■ TASK OBJECTIVE ■
Copy the passage of the foot conditions text from "With gout this" to "the medial arch.", word for word.

■ TEXT SEGMENT ■

Painful toes can be caused by osteoarthritis, metatarsalgia, gout or Morton's neuroma. These conditions will be diagnosed with an X-ray, ultrasound or MRI scan, and for gout also with a blood test. With all of these conditions, you’ll have pain in or around the toe joint that is affected.
With gout this will also have excessive swelling and redness in the feet and sometimes into your calf. Metatarsalgia causes a sharp, aching and burning pain in the ball of your foot that is worse when standing, running or bending your toes.
Flat foot reconstruction and tibialis posterior tendon reconstruction are the same surgery. This procedure is done to regain the inside arch of your foot. The surgery consists of a tendon transfer, using the flexor hallucis longus tendon to support the medial arch, as well as an osteotomy – where a bone is cut, moved and pinned into the new location to provide a more neutral foot position and improve the medial arch.
This surgery is usually done if your arch has flattened because of a tendon injury, or you are experiencing a progressive flattening of the foot. Typically, it will be just on one side. It is not done for naturally flat feet.

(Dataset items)
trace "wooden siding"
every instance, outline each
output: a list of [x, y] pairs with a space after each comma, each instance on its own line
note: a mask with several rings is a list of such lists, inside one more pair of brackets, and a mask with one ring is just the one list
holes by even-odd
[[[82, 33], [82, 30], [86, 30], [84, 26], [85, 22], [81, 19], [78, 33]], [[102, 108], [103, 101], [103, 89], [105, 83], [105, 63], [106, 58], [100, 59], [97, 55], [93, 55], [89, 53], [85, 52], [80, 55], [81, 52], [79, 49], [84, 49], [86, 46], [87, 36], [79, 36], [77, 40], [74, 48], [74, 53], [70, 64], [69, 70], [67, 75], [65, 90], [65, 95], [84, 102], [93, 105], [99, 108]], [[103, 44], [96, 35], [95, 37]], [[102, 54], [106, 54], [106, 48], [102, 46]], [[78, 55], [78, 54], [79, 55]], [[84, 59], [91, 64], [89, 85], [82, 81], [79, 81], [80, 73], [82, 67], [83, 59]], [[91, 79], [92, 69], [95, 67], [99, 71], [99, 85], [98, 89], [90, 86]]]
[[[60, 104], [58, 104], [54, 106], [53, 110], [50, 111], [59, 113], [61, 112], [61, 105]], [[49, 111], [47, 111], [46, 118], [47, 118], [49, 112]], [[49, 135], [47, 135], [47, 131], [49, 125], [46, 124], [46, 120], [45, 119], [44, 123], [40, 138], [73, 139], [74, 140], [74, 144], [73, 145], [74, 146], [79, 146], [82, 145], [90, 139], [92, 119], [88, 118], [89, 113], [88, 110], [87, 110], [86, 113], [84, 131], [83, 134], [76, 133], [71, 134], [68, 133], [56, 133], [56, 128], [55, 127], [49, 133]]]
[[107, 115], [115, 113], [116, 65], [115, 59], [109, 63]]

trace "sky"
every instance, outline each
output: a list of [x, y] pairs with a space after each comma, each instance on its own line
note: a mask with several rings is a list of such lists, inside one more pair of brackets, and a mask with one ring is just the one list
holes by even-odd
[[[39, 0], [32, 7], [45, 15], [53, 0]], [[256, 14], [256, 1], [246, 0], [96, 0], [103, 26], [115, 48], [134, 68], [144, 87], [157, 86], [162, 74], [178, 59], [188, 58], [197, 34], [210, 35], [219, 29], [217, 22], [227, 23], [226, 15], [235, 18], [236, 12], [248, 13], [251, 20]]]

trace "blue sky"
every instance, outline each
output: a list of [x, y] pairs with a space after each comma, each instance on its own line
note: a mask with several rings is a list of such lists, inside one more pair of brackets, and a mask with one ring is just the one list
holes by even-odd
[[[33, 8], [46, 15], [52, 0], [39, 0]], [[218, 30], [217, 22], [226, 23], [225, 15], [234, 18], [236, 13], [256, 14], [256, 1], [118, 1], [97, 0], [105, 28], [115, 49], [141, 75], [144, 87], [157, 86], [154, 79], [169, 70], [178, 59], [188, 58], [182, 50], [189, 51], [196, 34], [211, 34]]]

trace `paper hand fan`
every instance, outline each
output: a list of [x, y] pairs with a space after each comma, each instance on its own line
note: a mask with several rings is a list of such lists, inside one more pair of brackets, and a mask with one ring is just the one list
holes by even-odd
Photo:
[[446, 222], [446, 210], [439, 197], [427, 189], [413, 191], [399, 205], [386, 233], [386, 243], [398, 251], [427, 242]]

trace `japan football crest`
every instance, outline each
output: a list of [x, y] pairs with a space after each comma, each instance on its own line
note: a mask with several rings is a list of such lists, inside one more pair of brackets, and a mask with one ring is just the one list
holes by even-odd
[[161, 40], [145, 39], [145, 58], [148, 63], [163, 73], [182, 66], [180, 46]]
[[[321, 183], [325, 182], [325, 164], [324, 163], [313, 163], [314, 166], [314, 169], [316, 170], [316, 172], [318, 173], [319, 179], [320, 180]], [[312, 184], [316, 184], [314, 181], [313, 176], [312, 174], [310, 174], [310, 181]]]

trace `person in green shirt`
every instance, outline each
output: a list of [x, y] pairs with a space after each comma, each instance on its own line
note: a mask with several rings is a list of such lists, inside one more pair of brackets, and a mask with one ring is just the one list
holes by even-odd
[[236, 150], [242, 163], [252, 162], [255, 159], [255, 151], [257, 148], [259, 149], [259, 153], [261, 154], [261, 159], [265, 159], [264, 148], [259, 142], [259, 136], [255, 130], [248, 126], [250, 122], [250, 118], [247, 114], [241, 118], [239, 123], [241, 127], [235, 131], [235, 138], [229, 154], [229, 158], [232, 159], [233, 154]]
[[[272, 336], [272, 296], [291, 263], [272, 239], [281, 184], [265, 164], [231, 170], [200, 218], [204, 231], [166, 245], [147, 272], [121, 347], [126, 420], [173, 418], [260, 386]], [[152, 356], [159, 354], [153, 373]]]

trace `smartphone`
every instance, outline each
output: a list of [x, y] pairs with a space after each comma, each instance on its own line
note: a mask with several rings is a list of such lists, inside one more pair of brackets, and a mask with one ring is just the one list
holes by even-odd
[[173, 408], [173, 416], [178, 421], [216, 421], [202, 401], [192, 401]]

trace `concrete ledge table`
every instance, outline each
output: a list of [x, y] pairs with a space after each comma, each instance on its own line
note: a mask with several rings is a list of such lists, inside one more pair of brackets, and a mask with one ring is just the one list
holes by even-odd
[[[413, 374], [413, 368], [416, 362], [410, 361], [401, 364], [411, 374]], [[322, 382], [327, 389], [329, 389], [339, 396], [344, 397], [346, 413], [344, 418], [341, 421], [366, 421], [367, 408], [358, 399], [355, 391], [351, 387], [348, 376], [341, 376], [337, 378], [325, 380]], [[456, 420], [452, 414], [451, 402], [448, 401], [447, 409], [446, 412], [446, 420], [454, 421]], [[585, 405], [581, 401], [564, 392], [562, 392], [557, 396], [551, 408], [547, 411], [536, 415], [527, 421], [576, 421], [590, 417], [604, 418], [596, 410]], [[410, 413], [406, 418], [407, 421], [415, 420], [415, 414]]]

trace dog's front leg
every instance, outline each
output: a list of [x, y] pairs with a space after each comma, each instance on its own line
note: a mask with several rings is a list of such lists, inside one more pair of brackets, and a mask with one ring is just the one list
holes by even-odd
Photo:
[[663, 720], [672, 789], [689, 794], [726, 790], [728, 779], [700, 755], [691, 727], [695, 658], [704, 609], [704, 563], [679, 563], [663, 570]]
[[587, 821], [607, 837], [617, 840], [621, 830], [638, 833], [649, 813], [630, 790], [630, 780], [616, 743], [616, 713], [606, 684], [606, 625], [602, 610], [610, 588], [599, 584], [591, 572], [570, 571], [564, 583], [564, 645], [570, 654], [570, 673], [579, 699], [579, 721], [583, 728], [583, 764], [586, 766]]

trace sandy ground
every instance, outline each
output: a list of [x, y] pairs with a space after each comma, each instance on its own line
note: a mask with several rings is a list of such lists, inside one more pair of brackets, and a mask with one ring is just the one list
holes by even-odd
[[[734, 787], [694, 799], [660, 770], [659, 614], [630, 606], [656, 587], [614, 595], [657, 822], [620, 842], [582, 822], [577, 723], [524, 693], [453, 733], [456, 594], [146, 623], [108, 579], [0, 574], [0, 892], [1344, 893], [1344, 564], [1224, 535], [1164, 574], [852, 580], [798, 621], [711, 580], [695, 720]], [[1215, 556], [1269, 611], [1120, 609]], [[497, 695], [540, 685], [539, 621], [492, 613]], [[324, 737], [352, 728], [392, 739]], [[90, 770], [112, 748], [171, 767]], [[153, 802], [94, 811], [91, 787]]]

■ ANSWER TO THE EXERCISE ■
With gout this will also have excessive swelling and redness in the feet and sometimes into your calf. Metatarsalgia causes a sharp, aching and burning pain in the ball of your foot that is worse when standing, running or bending your toes.
Flat foot reconstruction and tibialis posterior tendon reconstruction are the same surgery. This procedure is done to regain the inside arch of your foot. The surgery consists of a tendon transfer, using the flexor hallucis longus tendon to support the medial arch, as well as an osteotomy – where a bone is cut, moved and pinned into the new location to provide a more neutral foot position and improve the medial arch.